課題一覧 →
1. 珠海市の暴走事件の記事によると、車を運転していた男は何歳ですか？
2. 珠海市の暴走事件の記事で、目撃者の証言として引用されている発言をすべて挙げてください。
3. 珠海市の暴走事件の記事を、「今のところ、日本人が巻き込まれたとの情報はない。」を含む箇所から書き写し、「ることは、情報封鎖と隠蔽だ。」の後で止めてください。

抜粋 →

【閲覧注意】本記事には、残虐な映像や画像があります。ご注意ください。
11日午後8時ごろ、中国広東省珠海市のスポーツ施設の敷地内でSUVが暴走し、散歩やランニングをしていた市民を次から次へと轢き飛ばす「社会報復事件」が起きた。
今のところ、日本人が巻き込まれたとの情報はない。
車を運転していた男、樊(62歳)は犯行後、逃走したが逮捕されている。
市民が撮影した映像が、ネットに多く投稿されており、地獄絵図と化していた。制服姿の学生も大勢被害に遭い、少なくとも数十人は轢かれて地面に横たわっている。地面は鮮血だらけで、実に凄惨な光景だったという。
(事件直後の現場の様子)
被害者のなかには学生のほか、引退した現地の役人も多く含まれている。
死傷者数は公表以上?
地元警察は少なくとも35人が死亡、43人がケガをしたと発表しているが、「その場で50人以上は死んでいる」「少なくとも100人以上轢かれた」「約200人が轢かれた」などの目撃者による証言も様々で、ネット上では「当局は死傷者数を過少報告しているのではないか」と指摘する声は多い。
昔から巷に流れる有名な一説では、中国では事故による死者数が35人を超えると、地方政府のトップがクビになる。そのため、何かが起こると、保身しか頭にない現地当局の幹部が真っ先に命じることは、情報封鎖と隠蔽だ。

提示資料 →
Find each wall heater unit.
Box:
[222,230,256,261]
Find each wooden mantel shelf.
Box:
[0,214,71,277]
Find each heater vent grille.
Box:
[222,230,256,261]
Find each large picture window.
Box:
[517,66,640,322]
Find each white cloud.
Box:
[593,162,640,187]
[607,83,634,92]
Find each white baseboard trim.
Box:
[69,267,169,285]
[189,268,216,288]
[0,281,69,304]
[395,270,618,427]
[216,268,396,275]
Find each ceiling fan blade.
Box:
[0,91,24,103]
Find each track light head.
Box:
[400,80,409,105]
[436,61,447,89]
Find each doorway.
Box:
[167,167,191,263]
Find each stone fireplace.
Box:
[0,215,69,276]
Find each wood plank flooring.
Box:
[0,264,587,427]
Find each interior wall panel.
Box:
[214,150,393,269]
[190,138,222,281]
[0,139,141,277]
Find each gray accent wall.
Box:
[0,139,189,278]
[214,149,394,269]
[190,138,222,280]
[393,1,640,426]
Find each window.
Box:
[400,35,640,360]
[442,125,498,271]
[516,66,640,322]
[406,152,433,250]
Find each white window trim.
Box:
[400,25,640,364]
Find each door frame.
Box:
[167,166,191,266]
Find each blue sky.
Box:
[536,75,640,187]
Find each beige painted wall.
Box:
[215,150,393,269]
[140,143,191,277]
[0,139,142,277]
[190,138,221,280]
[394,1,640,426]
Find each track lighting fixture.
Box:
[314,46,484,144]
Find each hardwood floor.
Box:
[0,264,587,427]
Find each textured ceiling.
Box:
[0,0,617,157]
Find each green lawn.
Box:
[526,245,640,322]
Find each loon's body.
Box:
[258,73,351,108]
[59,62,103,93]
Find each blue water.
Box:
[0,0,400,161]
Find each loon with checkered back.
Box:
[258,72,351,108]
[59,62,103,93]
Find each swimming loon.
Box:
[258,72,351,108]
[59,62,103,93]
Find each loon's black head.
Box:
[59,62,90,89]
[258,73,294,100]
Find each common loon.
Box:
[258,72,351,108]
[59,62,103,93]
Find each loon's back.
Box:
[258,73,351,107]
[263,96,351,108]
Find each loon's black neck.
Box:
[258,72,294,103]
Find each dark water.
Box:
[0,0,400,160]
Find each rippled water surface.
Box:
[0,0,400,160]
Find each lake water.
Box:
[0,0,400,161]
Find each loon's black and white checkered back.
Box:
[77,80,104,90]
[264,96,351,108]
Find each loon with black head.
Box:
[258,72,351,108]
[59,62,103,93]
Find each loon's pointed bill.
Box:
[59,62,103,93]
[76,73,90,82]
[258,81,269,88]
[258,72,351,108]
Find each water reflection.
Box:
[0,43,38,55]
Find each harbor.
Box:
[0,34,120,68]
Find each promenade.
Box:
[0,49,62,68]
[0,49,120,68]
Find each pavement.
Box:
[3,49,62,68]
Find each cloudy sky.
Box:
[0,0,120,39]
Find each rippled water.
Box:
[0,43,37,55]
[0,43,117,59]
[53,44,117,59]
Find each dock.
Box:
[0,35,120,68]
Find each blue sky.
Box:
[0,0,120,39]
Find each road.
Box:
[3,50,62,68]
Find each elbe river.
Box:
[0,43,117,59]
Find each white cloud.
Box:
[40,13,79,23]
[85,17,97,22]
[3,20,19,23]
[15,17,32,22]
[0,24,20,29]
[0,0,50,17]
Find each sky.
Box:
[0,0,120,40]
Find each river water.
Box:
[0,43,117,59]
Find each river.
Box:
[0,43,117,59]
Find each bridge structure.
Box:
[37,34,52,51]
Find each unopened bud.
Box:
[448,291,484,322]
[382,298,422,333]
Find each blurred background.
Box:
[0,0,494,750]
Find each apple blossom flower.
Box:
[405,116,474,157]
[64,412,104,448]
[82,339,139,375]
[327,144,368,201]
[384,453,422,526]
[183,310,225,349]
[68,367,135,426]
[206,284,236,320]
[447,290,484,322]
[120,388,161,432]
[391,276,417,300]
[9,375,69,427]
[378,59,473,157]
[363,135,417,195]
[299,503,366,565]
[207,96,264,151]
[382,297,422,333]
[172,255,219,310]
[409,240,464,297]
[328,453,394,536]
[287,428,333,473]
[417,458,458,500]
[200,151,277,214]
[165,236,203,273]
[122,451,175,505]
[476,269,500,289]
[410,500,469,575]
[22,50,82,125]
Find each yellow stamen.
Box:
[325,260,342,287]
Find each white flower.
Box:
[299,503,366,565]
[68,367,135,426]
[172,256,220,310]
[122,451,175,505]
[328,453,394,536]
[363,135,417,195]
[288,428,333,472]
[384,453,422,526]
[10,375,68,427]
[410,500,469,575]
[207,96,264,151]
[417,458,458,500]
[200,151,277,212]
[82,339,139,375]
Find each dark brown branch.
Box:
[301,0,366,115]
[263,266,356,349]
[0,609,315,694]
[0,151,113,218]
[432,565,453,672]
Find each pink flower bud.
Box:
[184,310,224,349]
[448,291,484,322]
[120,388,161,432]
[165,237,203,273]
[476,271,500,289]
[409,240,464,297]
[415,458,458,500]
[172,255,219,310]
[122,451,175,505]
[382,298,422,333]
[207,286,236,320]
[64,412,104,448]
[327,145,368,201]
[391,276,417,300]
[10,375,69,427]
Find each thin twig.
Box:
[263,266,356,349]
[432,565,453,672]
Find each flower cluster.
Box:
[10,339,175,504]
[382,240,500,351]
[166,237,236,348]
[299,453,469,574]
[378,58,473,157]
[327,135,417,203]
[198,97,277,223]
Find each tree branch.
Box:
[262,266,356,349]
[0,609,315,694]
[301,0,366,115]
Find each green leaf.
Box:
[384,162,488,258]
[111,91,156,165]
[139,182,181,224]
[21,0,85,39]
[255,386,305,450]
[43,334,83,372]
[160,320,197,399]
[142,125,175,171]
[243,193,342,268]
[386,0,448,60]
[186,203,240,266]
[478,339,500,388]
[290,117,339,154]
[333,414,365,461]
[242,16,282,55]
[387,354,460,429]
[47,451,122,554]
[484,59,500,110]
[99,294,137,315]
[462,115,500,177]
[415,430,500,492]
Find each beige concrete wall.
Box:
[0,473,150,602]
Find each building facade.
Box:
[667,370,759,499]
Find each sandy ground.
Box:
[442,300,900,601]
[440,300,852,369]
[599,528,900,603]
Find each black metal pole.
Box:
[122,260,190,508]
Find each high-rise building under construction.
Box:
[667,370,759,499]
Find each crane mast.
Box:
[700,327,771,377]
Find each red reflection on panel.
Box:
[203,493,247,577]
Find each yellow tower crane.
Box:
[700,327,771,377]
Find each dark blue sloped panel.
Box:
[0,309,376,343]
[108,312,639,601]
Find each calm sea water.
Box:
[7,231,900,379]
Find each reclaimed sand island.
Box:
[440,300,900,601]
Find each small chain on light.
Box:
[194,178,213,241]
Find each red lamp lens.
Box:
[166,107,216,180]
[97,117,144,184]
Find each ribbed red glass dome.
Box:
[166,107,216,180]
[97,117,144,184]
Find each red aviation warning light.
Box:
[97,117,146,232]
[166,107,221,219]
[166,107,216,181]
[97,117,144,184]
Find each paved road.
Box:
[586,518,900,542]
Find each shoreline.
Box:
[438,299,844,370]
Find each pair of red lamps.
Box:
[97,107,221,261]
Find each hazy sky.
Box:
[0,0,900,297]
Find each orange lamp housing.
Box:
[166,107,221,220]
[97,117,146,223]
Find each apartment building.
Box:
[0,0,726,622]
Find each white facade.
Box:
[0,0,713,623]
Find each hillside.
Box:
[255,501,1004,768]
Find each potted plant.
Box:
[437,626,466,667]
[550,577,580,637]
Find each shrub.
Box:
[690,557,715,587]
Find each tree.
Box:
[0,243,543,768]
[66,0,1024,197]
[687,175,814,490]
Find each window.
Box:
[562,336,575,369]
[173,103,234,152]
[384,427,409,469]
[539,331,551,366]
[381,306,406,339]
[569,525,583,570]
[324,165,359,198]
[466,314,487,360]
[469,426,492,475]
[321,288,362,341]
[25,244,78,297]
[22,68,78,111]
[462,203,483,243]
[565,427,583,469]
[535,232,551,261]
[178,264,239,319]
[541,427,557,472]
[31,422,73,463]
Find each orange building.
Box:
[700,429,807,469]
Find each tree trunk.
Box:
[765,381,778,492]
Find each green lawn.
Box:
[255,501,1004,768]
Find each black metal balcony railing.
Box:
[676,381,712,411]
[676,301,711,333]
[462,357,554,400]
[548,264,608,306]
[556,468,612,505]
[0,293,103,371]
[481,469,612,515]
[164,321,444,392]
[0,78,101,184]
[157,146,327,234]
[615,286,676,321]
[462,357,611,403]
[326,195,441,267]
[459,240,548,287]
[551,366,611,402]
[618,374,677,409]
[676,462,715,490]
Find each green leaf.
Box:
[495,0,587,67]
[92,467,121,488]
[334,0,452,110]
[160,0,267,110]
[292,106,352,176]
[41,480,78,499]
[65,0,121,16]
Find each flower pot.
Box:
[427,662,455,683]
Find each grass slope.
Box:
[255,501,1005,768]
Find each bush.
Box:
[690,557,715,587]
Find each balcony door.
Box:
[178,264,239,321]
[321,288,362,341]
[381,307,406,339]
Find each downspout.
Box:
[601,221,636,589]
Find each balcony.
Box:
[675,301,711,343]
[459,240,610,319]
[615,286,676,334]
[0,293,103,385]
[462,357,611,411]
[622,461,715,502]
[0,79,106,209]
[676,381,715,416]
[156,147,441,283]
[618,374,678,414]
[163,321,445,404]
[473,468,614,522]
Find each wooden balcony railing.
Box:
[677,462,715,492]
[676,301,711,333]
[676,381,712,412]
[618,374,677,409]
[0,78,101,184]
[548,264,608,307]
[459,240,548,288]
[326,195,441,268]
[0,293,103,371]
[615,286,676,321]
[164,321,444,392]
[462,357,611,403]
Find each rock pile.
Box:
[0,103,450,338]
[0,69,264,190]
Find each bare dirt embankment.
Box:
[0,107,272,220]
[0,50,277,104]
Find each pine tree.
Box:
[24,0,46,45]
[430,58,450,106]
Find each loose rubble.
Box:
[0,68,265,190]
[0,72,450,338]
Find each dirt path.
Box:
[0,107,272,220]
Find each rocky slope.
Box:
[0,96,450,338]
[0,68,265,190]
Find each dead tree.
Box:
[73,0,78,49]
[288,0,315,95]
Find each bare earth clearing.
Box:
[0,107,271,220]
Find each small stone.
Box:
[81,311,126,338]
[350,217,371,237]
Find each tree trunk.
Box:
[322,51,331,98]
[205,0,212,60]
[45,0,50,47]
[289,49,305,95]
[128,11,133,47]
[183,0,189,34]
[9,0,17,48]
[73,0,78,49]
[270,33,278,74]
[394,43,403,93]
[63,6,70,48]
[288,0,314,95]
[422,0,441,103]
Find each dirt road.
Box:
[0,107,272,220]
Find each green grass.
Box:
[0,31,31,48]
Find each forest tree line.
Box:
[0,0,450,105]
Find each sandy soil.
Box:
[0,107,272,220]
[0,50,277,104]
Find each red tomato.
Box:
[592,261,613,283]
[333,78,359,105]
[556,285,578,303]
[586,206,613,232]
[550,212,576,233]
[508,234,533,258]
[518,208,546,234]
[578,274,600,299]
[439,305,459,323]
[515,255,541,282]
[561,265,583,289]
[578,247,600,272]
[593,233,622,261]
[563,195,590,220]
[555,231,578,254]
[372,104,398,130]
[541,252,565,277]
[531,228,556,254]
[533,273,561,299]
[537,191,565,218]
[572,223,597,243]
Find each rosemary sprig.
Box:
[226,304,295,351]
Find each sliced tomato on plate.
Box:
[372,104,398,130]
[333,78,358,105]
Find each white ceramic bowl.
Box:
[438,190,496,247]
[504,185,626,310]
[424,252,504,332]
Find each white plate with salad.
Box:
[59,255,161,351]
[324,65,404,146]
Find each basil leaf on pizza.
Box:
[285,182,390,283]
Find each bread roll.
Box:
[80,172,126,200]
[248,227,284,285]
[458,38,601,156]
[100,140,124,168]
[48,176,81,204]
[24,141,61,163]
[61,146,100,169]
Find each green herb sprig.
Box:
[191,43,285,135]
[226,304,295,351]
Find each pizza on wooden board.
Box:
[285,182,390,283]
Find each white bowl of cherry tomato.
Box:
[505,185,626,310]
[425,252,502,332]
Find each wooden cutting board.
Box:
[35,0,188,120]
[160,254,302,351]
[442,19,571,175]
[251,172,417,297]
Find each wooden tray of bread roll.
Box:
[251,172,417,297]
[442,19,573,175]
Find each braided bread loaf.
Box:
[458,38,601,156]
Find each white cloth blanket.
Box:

記述解答 →
1. 62歳です。

2.
「その場で50人以上は死んでいる」
「少なくとも100人以上轢かれた」
「約200人が轢かれた」

3.
今のところ、日本人が巻き込まれたとの情報はない。
車を運転していた男、樊(62歳)は犯行後、逃走したが逮捕されている。
市民が撮影した映像が、ネットに多く投稿されており、地獄絵図と化していた。制服姿の学生も大勢被害に遭い、少なくとも数十人は轢かれて地面に横たわっている。地面は鮮血だらけで、実に凄惨な光景だったという。
(事件直後の現場の様子)
被害者のなかには学生のほか、引退した現地の役人も多く含まれている。
死傷者数は公表以上?
地元警察は少なくとも35人が死亡、43人がケガをしたと発表しているが、「その場で50人以上は死んでいる」「少なくとも100人以上轢かれた」「約200人が轢かれた」などの目撃者による証言も様々で、ネット上では「当局は死傷者数を過少報告しているのではないか」と指摘する声は多い。
昔から巷に流れる有名な一説では、中国では事故による死者数が35人を超えると、地方政府のトップがクビになる。そのため、何かが起こると、保身しか頭にない現地当局の幹部が真っ先に命じることは、情報封鎖と隠蔽だ。